____ Gegebene Daten
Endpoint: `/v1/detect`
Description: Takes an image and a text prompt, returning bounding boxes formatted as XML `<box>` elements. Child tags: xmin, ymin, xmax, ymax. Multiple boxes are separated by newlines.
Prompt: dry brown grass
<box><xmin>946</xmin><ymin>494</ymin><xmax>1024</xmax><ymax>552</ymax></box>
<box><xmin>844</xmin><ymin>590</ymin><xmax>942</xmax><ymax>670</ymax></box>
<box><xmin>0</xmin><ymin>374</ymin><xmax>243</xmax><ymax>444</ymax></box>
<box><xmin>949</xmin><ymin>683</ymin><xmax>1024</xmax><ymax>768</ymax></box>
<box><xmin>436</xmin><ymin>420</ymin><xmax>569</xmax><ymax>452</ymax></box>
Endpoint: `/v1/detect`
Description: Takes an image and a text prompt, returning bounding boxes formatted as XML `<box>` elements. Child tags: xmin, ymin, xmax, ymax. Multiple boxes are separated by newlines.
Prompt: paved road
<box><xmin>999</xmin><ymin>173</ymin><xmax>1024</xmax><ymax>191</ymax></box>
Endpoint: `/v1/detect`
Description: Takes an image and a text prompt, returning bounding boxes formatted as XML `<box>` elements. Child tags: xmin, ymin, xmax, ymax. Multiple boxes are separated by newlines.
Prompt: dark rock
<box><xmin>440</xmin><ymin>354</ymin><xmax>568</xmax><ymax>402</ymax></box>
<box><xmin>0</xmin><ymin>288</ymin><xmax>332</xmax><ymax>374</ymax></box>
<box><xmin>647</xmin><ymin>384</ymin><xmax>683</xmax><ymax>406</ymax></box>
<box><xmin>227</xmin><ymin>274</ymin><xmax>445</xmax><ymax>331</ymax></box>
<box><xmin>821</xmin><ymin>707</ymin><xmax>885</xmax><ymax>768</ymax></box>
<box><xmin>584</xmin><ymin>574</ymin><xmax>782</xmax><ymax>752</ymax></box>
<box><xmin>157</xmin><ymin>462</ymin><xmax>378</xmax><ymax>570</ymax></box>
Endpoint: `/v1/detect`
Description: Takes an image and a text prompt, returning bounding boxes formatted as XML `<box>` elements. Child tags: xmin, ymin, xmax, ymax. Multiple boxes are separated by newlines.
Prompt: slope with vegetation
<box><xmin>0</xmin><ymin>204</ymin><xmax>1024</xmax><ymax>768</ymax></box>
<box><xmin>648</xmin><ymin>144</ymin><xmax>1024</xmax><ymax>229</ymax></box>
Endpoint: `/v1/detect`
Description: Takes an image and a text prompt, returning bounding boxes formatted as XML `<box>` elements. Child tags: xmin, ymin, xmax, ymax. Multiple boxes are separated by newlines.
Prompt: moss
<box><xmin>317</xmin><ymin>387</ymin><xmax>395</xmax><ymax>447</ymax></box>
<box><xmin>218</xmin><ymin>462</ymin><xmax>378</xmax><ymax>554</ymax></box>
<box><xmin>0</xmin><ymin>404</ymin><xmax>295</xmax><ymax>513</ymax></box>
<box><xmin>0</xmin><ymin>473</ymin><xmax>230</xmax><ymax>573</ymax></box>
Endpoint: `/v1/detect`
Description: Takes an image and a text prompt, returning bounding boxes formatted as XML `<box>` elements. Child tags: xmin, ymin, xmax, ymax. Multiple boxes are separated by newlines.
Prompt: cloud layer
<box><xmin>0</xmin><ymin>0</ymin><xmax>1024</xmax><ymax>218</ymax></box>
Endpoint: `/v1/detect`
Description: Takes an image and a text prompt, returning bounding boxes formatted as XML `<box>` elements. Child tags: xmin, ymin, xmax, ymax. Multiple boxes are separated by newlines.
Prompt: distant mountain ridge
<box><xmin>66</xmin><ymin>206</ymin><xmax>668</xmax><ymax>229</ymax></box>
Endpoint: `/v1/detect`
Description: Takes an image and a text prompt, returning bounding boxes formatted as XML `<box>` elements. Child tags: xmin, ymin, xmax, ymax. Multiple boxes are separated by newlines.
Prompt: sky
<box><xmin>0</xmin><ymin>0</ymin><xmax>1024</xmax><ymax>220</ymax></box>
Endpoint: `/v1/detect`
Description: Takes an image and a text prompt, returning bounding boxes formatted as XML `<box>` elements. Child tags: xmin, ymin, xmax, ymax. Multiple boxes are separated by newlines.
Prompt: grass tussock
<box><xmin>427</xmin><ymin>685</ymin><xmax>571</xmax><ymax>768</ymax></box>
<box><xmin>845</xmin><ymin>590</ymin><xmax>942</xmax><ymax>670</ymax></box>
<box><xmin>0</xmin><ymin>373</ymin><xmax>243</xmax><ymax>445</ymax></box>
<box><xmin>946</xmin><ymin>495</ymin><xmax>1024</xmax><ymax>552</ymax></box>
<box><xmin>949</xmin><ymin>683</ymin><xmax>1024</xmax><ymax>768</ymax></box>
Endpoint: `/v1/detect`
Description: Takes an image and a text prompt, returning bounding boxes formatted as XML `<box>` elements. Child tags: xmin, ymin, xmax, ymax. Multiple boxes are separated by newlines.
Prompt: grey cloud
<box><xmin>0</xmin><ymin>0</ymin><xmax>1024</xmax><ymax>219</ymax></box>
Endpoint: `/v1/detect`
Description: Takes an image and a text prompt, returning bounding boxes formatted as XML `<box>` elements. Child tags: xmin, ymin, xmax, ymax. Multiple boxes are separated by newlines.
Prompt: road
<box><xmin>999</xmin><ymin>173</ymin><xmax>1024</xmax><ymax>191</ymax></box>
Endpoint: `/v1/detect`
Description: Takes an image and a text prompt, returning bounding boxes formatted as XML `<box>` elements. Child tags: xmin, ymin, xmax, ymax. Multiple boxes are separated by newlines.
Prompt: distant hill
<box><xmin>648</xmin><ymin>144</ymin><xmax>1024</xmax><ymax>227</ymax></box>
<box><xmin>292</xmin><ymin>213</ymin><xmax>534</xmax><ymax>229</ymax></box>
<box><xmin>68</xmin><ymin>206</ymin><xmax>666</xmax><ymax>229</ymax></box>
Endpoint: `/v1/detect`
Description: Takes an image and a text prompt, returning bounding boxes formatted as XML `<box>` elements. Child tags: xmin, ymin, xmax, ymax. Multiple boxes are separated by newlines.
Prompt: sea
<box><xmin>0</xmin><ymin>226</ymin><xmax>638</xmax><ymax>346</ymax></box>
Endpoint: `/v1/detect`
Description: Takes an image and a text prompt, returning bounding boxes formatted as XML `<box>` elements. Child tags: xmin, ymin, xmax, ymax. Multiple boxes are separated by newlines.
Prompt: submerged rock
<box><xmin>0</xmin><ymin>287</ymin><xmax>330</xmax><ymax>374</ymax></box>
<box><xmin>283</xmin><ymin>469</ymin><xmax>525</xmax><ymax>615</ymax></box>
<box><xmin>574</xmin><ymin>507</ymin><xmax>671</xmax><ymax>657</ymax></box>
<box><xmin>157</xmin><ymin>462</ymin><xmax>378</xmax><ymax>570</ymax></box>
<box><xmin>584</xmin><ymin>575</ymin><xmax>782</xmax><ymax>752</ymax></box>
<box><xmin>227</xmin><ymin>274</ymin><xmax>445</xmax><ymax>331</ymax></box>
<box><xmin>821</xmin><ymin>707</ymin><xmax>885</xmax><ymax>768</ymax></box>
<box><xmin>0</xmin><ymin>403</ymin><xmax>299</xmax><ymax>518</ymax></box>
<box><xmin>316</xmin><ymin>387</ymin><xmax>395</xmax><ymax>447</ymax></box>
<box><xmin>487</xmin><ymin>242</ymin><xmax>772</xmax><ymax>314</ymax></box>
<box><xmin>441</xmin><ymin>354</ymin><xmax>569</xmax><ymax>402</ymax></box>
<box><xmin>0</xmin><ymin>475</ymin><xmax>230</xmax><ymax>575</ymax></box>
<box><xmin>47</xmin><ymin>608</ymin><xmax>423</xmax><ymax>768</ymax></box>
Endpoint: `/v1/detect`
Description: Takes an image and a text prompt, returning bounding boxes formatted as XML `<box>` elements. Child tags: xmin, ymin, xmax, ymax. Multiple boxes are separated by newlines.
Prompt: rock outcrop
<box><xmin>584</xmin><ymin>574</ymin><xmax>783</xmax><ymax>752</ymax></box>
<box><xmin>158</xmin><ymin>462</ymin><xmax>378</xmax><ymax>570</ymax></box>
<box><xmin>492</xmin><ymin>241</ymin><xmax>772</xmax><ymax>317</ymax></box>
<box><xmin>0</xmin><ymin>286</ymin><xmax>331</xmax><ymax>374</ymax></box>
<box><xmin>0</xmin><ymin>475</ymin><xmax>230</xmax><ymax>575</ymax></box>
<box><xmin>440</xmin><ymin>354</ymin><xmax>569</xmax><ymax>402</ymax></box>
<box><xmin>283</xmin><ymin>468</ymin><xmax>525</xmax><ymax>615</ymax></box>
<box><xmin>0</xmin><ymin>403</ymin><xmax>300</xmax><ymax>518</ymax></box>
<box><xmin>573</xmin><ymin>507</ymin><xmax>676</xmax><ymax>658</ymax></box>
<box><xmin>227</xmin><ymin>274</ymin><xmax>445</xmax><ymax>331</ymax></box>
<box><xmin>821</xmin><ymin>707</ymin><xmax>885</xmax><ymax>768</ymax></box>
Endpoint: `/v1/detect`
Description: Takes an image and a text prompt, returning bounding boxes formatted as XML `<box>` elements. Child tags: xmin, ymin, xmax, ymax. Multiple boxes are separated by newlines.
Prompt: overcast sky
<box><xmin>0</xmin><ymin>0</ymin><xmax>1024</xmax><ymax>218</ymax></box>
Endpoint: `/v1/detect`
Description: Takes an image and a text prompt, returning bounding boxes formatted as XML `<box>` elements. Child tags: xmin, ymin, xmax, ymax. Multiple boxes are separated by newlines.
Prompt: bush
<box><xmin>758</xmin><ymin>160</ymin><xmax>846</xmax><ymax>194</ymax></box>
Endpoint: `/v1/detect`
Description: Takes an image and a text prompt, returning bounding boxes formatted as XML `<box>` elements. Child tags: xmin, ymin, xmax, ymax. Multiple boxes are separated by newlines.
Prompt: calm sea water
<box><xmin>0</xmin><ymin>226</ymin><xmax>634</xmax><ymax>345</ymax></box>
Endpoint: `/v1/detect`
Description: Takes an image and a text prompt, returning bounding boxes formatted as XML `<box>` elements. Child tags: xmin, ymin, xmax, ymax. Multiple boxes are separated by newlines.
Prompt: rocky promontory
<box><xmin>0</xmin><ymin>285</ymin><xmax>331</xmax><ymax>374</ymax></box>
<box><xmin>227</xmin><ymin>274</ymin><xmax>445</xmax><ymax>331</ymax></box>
________
Aufgabe —
Zieh aus den Einträgen oben jede Zeile heraus, in der das Wort „distant“ vorkommt, und gib diese Zeilen unverändert wieder.

Ergebnis —
Prompt: distant mountain ridge
Prompt: distant hill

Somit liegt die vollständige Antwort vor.